#### Data for processing
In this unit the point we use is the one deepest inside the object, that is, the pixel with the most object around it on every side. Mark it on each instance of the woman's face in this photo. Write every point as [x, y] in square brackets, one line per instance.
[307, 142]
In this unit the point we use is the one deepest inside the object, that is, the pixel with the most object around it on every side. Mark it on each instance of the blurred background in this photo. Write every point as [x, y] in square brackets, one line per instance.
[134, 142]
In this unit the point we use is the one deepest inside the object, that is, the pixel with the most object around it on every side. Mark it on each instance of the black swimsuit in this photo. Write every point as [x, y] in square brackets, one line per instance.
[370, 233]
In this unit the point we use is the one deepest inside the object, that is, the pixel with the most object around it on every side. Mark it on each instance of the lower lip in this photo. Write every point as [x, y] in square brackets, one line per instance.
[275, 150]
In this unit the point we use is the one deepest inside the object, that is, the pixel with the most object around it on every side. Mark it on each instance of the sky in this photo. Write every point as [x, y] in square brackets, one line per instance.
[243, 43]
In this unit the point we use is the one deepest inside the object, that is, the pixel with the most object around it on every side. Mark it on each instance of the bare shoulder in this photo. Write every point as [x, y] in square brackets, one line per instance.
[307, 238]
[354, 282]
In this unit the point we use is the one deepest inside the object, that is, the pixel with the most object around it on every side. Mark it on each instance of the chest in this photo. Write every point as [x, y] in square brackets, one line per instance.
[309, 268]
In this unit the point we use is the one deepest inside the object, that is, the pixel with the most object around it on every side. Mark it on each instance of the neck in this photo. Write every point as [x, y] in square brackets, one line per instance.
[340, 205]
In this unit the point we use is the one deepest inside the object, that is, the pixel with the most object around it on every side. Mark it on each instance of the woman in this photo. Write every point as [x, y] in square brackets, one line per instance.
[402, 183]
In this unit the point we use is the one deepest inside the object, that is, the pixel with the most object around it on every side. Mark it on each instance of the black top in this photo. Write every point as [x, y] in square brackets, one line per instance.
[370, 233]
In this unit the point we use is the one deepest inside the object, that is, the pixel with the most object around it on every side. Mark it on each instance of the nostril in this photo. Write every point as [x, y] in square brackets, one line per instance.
########
→ Exercise requirements
Reproduce the records above exactly as they appear.

→ Written answer
In this unit the point we use is the one deepest inside the object, that is, the pixel with the most object around it on every side. Mark it on each instance of the woman's face in this photo. Write every point as [x, y] in square brackets, one line per instance.
[307, 142]
In this unit the point we use is the one deepest inside the object, that is, the pixel with the most object around it on every side. Mark it on each instance of the blurred background in this photo. Write every point as [x, y] in square brackets, one line per instance.
[134, 142]
In this unit the point we use is the one deepest inside the object, that is, the pixel with the most object around it on every side. Mark it on each instance of the black swimsuit in this photo. Write every point as [x, y] in square brackets, one line per instance.
[370, 233]
In this unit the point we use is the one deepest inside the object, that is, the pixel with the most object around it on every side. Mark it on each instance of the lower lip in this photo. Write every point as [x, y] in square brackets, one line per instance.
[275, 150]
In this unit the point we use is the one deepest inside the object, that is, the pixel with the most object around it on every side. Mark it on each instance of the sky in this photo. Write every point as [x, y] in square brackets, one line per instance.
[243, 43]
In this unit the point we use is the one deepest inside the object, that is, the pixel with the most object around it on every side. Mark it on each instance of the bare shoulder in this photo. Write every point as [x, y] in square brackets, one line per instance.
[307, 238]
[354, 282]
In this unit the point we use is the one deepest inside the object, that is, the pixel with the most object around it on every side. Mark it on each instance of the chest in this photo. Write every point as [x, y] in square brackets, one line per instance.
[309, 268]
In this unit the point we use is the one deepest inside the object, that is, the pixel with the most object around it on every side. Mark it on each instance of the neck in this photo. Write every point as [x, y] in square brackets, one line per instance.
[340, 205]
In this unit the point we use is the one deepest inside the object, that is, the pixel with the most object around it on every side. Mark it on each instance of the woman in this photo. Write every point as [x, y] in square brackets, one line per instance.
[402, 183]
In this unit the point we use is the one deepest inside the object, that is, the pixel with the most object around it on every side. Mark it on each instance of the black top in this photo. Write every point as [x, y] in square brackets, one line per instance.
[370, 233]
In this unit the point we use is the one deepest inside the object, that is, the pixel with the most object around it on every side. Mark it on each instance of the nostril in this photo. Write every point as [x, y] in square brackets, one line per instance.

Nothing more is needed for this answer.